** start Dataset rows **

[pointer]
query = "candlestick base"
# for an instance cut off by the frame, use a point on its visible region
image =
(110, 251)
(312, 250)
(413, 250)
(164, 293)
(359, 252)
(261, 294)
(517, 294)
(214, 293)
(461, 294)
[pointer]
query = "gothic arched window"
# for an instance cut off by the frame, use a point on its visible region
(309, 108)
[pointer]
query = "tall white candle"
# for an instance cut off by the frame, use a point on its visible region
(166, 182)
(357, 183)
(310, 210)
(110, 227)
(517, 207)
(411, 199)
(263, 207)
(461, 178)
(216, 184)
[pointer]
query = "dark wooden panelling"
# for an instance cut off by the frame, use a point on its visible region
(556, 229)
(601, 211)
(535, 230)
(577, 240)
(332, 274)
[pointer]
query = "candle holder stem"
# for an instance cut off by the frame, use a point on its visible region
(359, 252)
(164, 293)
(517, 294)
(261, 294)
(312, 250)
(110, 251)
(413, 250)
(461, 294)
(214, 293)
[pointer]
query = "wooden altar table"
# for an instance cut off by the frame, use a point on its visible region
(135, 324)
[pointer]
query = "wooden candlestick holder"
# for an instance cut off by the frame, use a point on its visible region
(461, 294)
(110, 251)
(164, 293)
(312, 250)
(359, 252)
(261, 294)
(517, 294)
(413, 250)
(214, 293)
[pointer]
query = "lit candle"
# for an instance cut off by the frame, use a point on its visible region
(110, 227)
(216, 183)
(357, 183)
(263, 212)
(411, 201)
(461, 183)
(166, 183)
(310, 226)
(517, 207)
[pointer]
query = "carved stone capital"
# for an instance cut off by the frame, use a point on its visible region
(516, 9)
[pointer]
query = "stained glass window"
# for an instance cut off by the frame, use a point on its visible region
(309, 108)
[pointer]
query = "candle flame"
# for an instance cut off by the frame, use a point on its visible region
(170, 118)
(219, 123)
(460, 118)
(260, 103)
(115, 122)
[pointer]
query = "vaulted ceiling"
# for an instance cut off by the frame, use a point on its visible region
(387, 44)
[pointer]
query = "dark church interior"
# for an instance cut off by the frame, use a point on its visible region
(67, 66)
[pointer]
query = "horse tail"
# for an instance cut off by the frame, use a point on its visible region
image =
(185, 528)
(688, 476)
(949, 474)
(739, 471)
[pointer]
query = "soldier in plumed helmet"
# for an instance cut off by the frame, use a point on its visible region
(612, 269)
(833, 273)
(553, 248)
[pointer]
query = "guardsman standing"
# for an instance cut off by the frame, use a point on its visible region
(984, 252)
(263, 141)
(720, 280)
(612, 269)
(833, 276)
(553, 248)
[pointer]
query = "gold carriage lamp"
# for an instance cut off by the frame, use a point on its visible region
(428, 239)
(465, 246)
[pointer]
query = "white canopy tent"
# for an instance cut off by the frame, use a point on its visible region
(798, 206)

** end Dataset rows **

* _Direction_:
Type out the material again exactly as presented.

* _Solution to the problem_:
[pointer]
query = "candlestick base"
# for an instance cut off by the frame, use a point on its visible region
image =
(110, 251)
(312, 250)
(413, 250)
(164, 293)
(359, 252)
(261, 294)
(517, 294)
(214, 293)
(461, 294)
[pointer]
query = "gothic arched window"
# for an instance cut off by the frame, use a point on its visible region
(309, 108)
[pointer]
query = "tall white candle"
# for an instance cut off by the frame, use a point on its visible region
(166, 182)
(357, 183)
(310, 210)
(110, 227)
(517, 207)
(411, 199)
(263, 207)
(461, 178)
(216, 184)
[pointer]
query = "dark wooden panelling"
# for an instance cut off by the frame, use a point on its visible region
(556, 229)
(601, 211)
(535, 230)
(577, 240)
(332, 274)
[pointer]
query = "candle holder stem"
# for an instance cut off by the frame, use a point on its visible region
(359, 252)
(164, 293)
(517, 294)
(261, 294)
(312, 250)
(110, 251)
(413, 250)
(461, 294)
(214, 293)
[pointer]
query = "wooden altar table"
# for an instance cut off by the frame, use a point on its visible region
(135, 324)
[pointer]
query = "wooden candlestick holder"
# for an instance cut off by the frame, use a point on its visible region
(461, 294)
(110, 251)
(164, 293)
(312, 250)
(359, 252)
(261, 294)
(517, 294)
(413, 250)
(214, 293)
[pointer]
query = "lit candle"
# for an instance cut off by the frame, use a point on its visible region
(110, 227)
(216, 183)
(357, 183)
(263, 212)
(411, 201)
(461, 183)
(166, 183)
(310, 226)
(517, 207)
[pointer]
query = "carved stone capital"
# for an instance cut off by the frame, use a point on its visible region
(516, 9)
[pointer]
query = "stained glass window"
# for an instance cut off by the frame, use a point on its visible region
(309, 108)
[pointer]
query = "candle flame"
# for an instance cut off by the frame, use a point on its visible region
(170, 118)
(219, 123)
(460, 118)
(260, 103)
(115, 122)
[pointer]
query = "vaulted ceiling"
# for an instance cut off by the frame, use a point on its visible region
(387, 44)
[pointer]
query = "dark church interior"
# for an instance cut off by the frame, use a point on its visible region
(67, 66)
[pointer]
query = "horse tail"
# for an instance cut off by the frame, use a point on its visible region
image =
(185, 528)
(688, 476)
(949, 474)
(739, 471)
[pointer]
query = "soldier in plumed helmet"
# for an instance cut off by the frame, use a point on its visible region
(612, 269)
(833, 273)
(553, 248)
[pointer]
query = "guardsman standing"
# for an instance cut off by the frame, use a point on its visible region
(984, 252)
(263, 141)
(720, 280)
(612, 269)
(833, 276)
(553, 248)
[pointer]
query = "gold carriage lamp"
# for an instance cut off by the frame, use a point on its visible region
(428, 239)
(465, 246)
[pointer]
query = "white canopy tent"
# for an instance cut off by the frame, use a point on its visible region
(798, 206)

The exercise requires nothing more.